Task material:
━━━━━━━━━━━━━━━━━━━━━━━━━━━━━━

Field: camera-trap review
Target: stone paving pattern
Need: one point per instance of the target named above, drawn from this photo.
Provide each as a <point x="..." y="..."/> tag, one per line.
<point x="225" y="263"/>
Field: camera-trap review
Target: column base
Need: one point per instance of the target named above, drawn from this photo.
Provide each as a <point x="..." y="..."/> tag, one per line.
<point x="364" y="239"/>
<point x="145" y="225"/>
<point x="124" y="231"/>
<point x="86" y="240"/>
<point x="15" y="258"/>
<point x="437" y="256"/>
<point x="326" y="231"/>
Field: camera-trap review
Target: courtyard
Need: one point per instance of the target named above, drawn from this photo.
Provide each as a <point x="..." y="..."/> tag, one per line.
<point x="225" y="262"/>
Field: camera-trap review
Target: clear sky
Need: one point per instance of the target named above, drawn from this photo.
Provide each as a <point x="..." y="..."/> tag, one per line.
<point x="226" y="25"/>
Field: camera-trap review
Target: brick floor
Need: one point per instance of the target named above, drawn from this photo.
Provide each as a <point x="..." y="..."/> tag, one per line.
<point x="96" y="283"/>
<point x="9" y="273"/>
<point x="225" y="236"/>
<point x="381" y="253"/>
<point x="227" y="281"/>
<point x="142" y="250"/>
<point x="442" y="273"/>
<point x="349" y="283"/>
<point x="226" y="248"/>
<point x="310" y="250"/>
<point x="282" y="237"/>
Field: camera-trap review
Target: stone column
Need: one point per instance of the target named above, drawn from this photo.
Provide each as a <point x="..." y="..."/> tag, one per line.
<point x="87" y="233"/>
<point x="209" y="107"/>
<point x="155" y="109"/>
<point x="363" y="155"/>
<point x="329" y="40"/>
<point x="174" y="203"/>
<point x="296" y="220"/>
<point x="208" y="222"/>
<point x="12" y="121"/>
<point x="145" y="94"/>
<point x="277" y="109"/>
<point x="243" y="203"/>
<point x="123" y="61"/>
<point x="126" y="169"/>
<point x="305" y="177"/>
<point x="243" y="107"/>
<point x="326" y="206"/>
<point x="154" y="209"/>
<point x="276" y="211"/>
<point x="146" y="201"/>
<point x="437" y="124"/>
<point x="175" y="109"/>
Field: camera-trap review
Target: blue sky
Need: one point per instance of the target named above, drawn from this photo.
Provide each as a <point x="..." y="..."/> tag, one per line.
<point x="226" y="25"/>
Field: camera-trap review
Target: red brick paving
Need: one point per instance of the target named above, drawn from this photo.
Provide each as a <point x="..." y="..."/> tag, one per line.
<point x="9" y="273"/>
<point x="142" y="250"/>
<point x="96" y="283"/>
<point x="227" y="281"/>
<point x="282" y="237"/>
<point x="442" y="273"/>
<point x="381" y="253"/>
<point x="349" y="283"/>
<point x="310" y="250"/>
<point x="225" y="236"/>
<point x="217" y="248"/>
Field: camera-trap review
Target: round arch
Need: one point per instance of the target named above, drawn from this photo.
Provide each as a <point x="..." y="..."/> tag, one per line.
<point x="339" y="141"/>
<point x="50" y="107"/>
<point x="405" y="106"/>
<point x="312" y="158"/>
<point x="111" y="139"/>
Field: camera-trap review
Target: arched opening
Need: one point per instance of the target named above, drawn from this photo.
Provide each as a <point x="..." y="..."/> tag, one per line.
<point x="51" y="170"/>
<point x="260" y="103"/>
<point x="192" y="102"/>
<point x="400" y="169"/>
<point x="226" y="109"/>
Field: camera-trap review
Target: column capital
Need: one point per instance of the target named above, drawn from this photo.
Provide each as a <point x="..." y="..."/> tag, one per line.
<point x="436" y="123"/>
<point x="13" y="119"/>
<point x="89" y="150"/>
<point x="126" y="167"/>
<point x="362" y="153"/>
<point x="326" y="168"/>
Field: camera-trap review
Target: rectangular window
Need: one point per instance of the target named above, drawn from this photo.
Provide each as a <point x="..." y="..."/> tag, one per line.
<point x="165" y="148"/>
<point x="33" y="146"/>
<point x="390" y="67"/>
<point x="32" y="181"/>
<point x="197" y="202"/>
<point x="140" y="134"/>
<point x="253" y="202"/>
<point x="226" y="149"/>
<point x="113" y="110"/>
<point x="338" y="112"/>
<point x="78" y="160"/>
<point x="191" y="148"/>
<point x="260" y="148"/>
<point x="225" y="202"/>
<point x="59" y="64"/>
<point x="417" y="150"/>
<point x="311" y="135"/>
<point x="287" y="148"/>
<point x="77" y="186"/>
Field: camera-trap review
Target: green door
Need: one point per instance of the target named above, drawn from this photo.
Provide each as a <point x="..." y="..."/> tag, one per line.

━━━━━━━━━━━━━━━━━━━━━━━━━━━━━━

What needs to be done: Keep only those lines of the records that hold "stone", and return them.

Result for this task:
Target: stone paving pattern
Target: stone column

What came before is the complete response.